Problem statement
Output the listing from the line containing "TARGET = twig" through the line containing "(1195, 154)", both included, as a JSON list of strings with one string per line. Skip blank lines and include no other lines.

Listing
········

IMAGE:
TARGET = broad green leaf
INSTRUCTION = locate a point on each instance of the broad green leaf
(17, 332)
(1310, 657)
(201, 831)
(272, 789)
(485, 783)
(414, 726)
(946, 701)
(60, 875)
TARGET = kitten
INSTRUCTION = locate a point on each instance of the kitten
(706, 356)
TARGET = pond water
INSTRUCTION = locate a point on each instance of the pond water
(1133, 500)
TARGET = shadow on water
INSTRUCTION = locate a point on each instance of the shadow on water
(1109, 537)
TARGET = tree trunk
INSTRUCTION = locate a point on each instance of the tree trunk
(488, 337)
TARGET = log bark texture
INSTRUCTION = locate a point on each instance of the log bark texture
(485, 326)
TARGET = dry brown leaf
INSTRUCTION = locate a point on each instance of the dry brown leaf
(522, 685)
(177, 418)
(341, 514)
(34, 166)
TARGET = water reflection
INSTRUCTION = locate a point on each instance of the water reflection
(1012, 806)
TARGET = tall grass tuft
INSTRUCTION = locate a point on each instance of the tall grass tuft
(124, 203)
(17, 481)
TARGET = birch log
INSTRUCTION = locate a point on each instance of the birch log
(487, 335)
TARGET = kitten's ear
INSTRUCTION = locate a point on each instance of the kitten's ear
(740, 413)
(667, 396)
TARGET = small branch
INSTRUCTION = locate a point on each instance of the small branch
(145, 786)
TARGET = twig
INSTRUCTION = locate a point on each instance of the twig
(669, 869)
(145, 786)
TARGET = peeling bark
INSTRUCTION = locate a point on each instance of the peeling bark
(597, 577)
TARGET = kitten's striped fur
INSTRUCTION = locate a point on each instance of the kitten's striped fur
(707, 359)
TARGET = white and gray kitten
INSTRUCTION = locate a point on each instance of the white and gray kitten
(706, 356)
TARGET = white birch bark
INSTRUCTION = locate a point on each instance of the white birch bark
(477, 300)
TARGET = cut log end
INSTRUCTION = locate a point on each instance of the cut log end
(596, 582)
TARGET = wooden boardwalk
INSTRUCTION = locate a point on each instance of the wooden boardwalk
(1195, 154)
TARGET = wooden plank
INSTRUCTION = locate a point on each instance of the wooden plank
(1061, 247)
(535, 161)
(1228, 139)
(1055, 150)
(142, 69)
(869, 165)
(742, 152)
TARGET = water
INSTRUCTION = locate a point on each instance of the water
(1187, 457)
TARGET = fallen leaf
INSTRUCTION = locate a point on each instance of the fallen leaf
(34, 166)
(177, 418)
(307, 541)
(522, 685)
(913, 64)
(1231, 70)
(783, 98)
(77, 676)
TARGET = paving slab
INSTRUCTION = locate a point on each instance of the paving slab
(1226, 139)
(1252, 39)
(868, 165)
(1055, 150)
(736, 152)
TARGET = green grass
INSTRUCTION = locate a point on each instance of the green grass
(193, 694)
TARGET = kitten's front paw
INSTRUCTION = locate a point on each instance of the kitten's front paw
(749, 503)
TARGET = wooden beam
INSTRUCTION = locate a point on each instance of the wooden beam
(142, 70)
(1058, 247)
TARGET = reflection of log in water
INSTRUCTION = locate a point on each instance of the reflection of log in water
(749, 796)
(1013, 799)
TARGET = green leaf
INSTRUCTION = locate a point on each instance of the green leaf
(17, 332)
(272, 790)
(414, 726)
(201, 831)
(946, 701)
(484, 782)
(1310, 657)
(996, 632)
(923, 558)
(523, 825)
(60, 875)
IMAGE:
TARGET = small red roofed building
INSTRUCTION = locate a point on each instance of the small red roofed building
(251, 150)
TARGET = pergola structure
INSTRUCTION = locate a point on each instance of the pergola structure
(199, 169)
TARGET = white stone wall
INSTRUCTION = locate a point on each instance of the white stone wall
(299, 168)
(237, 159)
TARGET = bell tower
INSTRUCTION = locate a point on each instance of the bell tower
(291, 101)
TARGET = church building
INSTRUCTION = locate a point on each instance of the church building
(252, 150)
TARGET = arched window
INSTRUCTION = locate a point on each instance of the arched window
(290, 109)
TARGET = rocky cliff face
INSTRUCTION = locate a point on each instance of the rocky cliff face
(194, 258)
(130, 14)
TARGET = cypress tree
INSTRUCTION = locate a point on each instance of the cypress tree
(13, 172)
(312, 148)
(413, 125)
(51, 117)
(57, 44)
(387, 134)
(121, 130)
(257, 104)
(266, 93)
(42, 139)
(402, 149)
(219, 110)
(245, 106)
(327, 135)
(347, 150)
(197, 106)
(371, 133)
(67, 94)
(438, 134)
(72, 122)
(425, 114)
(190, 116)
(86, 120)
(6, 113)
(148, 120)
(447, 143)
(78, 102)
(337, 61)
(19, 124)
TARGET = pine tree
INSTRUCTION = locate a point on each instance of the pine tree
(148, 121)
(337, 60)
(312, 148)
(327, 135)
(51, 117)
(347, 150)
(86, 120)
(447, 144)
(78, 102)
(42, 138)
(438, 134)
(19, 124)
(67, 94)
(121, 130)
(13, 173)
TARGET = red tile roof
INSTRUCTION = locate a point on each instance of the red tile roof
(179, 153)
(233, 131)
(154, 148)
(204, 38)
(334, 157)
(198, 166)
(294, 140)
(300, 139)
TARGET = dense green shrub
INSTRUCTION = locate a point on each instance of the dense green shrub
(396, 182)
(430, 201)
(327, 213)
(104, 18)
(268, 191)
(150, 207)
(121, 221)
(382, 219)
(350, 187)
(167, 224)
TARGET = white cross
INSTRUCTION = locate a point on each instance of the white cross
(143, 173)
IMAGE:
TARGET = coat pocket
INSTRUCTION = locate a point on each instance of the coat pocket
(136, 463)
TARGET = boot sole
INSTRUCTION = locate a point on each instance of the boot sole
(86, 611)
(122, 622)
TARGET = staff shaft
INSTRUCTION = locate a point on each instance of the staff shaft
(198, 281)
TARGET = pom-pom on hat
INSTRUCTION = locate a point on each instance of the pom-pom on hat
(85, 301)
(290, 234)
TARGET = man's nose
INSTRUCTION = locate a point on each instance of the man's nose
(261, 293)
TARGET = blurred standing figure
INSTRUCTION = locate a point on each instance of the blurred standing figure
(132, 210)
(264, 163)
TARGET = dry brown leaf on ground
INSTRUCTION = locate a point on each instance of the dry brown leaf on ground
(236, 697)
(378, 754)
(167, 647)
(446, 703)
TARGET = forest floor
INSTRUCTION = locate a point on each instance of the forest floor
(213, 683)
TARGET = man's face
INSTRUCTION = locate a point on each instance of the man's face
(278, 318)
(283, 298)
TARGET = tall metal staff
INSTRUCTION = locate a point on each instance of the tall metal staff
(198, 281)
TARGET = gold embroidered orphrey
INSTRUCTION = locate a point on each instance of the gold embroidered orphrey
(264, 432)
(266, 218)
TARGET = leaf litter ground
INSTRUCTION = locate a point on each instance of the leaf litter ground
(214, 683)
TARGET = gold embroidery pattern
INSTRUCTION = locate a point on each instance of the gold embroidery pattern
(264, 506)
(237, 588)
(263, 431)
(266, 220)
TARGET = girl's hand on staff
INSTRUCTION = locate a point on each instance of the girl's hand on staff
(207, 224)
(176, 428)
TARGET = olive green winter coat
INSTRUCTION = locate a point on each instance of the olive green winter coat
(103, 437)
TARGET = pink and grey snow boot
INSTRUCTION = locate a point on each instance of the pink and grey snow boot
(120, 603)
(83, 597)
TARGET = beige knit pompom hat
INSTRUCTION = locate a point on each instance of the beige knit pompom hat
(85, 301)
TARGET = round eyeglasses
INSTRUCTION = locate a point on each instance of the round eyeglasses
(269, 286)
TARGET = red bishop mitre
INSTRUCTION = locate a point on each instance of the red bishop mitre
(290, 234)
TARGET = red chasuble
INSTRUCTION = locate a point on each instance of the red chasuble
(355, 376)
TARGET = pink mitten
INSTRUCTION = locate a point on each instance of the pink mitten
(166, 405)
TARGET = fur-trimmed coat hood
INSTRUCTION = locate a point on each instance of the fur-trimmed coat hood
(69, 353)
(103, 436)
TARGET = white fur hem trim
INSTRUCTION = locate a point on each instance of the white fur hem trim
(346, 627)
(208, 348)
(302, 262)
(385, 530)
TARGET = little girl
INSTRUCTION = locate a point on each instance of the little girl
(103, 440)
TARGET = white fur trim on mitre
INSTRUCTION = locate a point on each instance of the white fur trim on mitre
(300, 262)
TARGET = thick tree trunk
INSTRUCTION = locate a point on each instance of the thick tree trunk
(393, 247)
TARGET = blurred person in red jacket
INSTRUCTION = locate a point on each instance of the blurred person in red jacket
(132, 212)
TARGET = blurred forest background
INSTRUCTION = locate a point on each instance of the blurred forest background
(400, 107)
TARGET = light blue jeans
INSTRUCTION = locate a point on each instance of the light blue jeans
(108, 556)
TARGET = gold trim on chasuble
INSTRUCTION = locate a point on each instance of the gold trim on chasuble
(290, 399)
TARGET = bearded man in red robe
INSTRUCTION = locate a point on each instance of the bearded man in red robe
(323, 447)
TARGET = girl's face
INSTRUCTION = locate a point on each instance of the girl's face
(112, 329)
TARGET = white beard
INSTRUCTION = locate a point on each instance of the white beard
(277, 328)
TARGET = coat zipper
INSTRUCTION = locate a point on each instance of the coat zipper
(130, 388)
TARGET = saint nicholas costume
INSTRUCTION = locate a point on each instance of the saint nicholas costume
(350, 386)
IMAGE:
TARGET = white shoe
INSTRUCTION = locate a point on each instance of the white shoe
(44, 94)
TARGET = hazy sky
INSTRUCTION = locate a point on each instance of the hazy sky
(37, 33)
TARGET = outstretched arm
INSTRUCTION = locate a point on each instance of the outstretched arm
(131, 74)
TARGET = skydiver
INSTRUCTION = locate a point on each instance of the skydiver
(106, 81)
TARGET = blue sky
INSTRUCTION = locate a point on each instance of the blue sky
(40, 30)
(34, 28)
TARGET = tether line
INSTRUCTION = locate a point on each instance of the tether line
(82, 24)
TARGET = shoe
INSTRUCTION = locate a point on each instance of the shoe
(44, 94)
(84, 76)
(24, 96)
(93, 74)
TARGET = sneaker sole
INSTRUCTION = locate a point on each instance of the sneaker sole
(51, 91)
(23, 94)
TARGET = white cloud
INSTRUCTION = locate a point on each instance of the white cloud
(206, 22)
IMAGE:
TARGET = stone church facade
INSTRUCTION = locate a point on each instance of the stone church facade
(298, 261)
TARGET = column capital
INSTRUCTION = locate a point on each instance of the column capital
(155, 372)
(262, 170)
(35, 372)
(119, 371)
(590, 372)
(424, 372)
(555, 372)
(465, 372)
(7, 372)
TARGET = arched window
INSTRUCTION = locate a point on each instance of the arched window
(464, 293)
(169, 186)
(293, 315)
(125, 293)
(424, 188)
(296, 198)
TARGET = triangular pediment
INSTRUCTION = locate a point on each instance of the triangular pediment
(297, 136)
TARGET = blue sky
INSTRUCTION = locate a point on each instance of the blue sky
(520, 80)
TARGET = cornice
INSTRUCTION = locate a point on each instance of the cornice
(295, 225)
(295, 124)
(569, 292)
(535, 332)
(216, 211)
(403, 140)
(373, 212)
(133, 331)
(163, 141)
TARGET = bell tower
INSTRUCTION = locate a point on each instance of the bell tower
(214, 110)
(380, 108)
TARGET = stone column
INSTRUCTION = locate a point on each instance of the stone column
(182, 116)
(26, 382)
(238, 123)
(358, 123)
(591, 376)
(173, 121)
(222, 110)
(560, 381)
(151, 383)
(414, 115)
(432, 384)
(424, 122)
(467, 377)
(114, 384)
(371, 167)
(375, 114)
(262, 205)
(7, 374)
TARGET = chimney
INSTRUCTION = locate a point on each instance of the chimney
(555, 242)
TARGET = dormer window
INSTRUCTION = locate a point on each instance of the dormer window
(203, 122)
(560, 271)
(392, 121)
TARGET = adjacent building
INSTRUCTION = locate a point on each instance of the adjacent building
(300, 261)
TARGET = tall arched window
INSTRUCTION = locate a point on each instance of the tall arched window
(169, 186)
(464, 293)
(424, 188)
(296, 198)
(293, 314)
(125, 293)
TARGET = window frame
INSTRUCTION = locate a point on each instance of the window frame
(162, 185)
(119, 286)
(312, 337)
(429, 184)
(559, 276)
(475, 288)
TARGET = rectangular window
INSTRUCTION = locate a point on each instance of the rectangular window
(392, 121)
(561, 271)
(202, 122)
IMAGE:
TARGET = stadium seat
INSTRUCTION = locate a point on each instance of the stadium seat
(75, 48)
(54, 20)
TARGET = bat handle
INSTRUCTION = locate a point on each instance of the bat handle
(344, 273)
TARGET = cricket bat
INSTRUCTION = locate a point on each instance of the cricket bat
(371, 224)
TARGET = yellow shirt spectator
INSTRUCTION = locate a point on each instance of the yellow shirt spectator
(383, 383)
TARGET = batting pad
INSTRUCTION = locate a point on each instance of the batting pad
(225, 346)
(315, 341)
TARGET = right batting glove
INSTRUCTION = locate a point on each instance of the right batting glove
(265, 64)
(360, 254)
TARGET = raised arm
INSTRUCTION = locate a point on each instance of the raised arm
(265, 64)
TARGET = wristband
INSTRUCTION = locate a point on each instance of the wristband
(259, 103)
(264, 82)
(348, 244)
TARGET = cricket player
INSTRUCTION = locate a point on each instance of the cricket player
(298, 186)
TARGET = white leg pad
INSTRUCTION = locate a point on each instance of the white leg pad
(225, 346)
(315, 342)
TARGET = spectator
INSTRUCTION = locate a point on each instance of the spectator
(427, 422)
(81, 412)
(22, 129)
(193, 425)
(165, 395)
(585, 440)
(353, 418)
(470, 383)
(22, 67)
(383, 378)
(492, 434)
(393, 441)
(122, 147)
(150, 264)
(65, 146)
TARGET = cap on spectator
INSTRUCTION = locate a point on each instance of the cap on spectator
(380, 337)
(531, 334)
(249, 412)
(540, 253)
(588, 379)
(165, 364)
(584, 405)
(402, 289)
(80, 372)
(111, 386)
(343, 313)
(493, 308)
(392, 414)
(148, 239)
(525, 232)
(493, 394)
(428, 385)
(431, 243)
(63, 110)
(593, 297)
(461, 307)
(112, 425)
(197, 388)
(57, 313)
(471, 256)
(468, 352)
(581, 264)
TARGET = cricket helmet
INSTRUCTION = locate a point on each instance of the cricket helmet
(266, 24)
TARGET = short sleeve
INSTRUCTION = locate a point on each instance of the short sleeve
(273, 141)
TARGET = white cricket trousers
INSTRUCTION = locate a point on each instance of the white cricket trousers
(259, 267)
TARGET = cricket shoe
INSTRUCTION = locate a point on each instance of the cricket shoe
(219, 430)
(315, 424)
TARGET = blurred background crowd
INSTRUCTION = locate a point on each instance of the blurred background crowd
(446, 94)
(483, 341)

········

Answer in full
[
  "TARGET = twig",
  "INSTRUCTION = locate a point on each instance of the twig",
  "(669, 869)",
  "(145, 786)",
  "TARGET = peeling bark",
  "INSTRUCTION = locate a point on each instance of the peeling bark",
  "(597, 577)",
  "TARGET = kitten's striped fur",
  "INSTRUCTION = locate a point on each instance of the kitten's striped fur",
  "(707, 359)",
  "TARGET = white and gray kitten",
  "INSTRUCTION = locate a point on each instance of the white and gray kitten",
  "(706, 356)",
  "TARGET = white birch bark",
  "INSTRUCTION = locate a point on each instance of the white birch bark",
  "(477, 300)",
  "TARGET = cut log end",
  "INSTRUCTION = locate a point on each instance of the cut log end",
  "(596, 582)",
  "TARGET = wooden boardwalk",
  "INSTRUCTION = locate a point on each instance of the wooden boardwalk",
  "(1195, 154)"
]